◆ WAS ZU TUN IST
(a) Gib aus dem Bericht über die Druckerei in Manschnow den Abschnitt wortgetreu wieder, beginnend mit „Im Gespräch muss“ und weiter bis einschließlich „Unternehmen zwölf Mitarbeiter.“.
(b) Schreibe den Bericht über die Druckerei in Manschnow im gleichen Stil weiter, direkt im Anschluss an seinen letzten Satz.

◆ SEITE
****************************************
Rückblick

Schweren Herzens wird das Licht ausgemacht

Im Gespräch muss sich Axel Knote hin und wieder eine Träne aus den Augenwinkeln wischen. Er hat viel erlebt, viel gearbeitet und viel erreicht in den letzten 34 Jahren. Nun wickelt er schweren Herzens sein Unternehmen ab. 1991 war er in die Firma seines Schwagers Dieter Paulus eingestiegen, der sich 1990 mit einer Werkstatt für Werbung und Gestaltung selbstständig gemacht hatte. Gemeinsam entwickelten sie die Firma Paulus&Partner GmbH, eine moderne Druckerei mit Verlag in Manschnow im Oderbruch. In guten Zeiten zählte das Unternehmen zwölf Mitarbeiter.
****************************************
◆ BEREITGESTELLTE DATEN
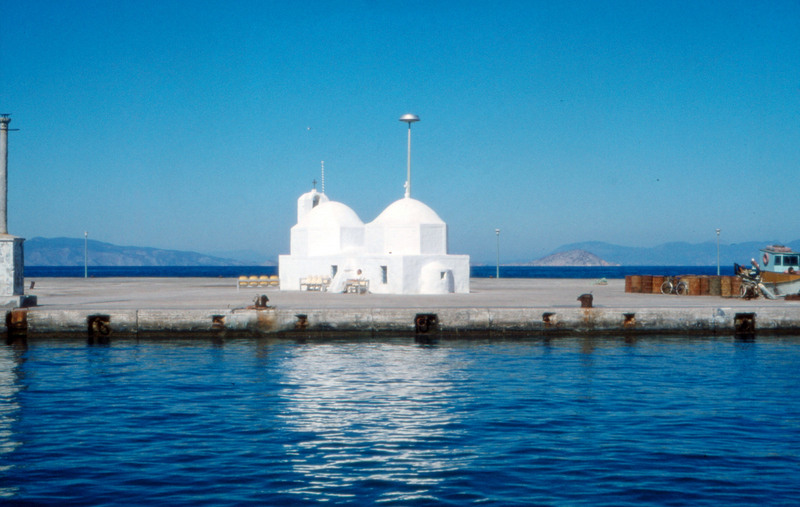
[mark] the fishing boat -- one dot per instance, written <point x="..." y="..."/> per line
****************************************
◆ LÖSUNGEN
(a)
Im Gespräch muss sich Axel Knote hin und wieder eine Träne aus den Augenwinkeln wischen. Er hat viel erlebt, viel gearbeitet und viel erreicht in den letzten 34 Jahren. Nun wickelt er schweren Herzens sein Unternehmen ab. 1991 war er in die Firma seines Schwagers Dieter Paulus eingestiegen, der sich 1990 mit einer Werkstatt für Werbung und Gestaltung selbstständig gemacht hatte. Gemeinsam entwickelten sie die Firma Paulus&Partner GmbH, eine moderne Druckerei mit Verlag in Manschnow im Oderbruch. In guten Zeiten zählte das Unternehmen zwölf Mitarbeiter.

(b)
Aber das Ende kam nicht abrupt. Schon vor Corona haben sich die Online-Druckereien zu einer starken, meist günstigeren Konkurrenz entwickelt, immer mehr Werbeagenturen, die der Manschnower Firma fehlten. „Als ein Hersteller von Druckmaschinen merkte, dass sich Maschinen immer schlechter verkaufen lassen, druckten sie selber und starteten das Online-Geschäft mit dem Sammelbogen. Mit drei Klicks am Computer kriegst du inzwischen alles, Visitenkarten, Briefköpfe, Umschläge, Kalender, Broschüren“, sagt Axel Knote verbittert.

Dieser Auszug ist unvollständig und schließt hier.